Your goal — All entries that follow are to be written out verbatim.

Dataset entries —
******

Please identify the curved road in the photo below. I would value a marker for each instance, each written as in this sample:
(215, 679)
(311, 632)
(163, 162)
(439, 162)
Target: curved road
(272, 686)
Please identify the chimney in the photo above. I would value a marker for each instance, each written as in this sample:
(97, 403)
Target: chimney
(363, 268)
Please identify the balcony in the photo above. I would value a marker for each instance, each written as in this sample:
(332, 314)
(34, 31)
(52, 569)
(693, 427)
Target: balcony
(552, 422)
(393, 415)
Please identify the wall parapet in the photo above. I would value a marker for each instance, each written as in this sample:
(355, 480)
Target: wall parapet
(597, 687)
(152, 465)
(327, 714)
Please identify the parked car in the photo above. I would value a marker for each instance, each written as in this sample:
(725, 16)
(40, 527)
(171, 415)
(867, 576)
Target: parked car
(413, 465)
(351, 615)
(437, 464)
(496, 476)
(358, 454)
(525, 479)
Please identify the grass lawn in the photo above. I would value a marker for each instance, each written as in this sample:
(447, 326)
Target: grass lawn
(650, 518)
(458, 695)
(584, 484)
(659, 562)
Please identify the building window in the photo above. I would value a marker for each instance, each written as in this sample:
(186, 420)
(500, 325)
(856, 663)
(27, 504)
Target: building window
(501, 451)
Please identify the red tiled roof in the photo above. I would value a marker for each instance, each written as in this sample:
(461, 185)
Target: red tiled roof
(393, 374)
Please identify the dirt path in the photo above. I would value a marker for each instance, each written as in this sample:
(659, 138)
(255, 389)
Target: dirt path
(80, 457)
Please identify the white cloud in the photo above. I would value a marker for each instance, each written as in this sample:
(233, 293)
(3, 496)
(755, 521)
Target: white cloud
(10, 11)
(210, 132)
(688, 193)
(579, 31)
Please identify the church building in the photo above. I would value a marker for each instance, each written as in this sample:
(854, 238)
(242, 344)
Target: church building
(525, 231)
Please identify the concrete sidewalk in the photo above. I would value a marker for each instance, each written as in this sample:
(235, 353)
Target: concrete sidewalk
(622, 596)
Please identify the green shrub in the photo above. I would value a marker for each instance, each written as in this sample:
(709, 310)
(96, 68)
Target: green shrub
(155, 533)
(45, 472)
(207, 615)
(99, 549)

******

Finished exercise —
Please identify the curved road in the photo below. I would value a marker for each instance, each written as in this sample:
(215, 679)
(311, 632)
(163, 162)
(439, 162)
Target: curved road
(272, 686)
Please identify the chimney in the photo above. I would value a marker for each instance, each written as in this sample:
(97, 403)
Target: chimney
(363, 268)
Please identify the balcony in the photo above. I would value a marker for each instance, each written as in this sample:
(332, 314)
(34, 31)
(52, 569)
(693, 427)
Target: balcony
(552, 422)
(393, 415)
Please identify the wall parapet in the photo above. I would value a marker for each instance, each written as in this sample:
(355, 480)
Target: wall parapet
(597, 687)
(152, 465)
(327, 714)
Please identify the parked car in the photo above. I would value a marker for each instance, each written as in this sample:
(725, 16)
(40, 527)
(171, 415)
(867, 576)
Target: parked car
(413, 465)
(351, 615)
(437, 464)
(496, 476)
(358, 454)
(525, 479)
Please identify the grass lawn in the photo above. I would value a marker for each instance, each written as in this sample:
(447, 326)
Target: grass lawn
(650, 518)
(458, 695)
(584, 484)
(659, 562)
Please identify the building window in the photo above. I would value a marker for each instance, each written as in this sample:
(186, 420)
(500, 325)
(856, 663)
(27, 504)
Target: building window
(501, 451)
Please identify the red tiled roof in the photo above. I would value a marker for each instance, each written as in this sample:
(461, 185)
Target: red tiled roof
(393, 374)
Please identify the dirt path in the photo above. I would value a marker for each instance, each written as in this sample:
(659, 138)
(255, 389)
Target: dirt path
(80, 457)
Please identify the white cloud in the photo above. I would value a marker for each instance, each written as in this sample:
(233, 293)
(3, 496)
(755, 521)
Target: white cloud
(10, 11)
(210, 132)
(688, 193)
(579, 31)
Please identify the church building in the photo above. I would value a marker for each instance, each written as in this sample:
(854, 238)
(242, 344)
Target: church building
(525, 231)
Please identify the concrete sidewalk in the photo above. I would value a marker for each instance, each written as in this sample:
(235, 353)
Target: concrete sidewalk
(622, 596)
Please identify the green shrub in the photo above. I would value a marker for each instance, each written as in this sample:
(709, 310)
(96, 68)
Target: green shrub
(155, 533)
(45, 472)
(207, 615)
(99, 549)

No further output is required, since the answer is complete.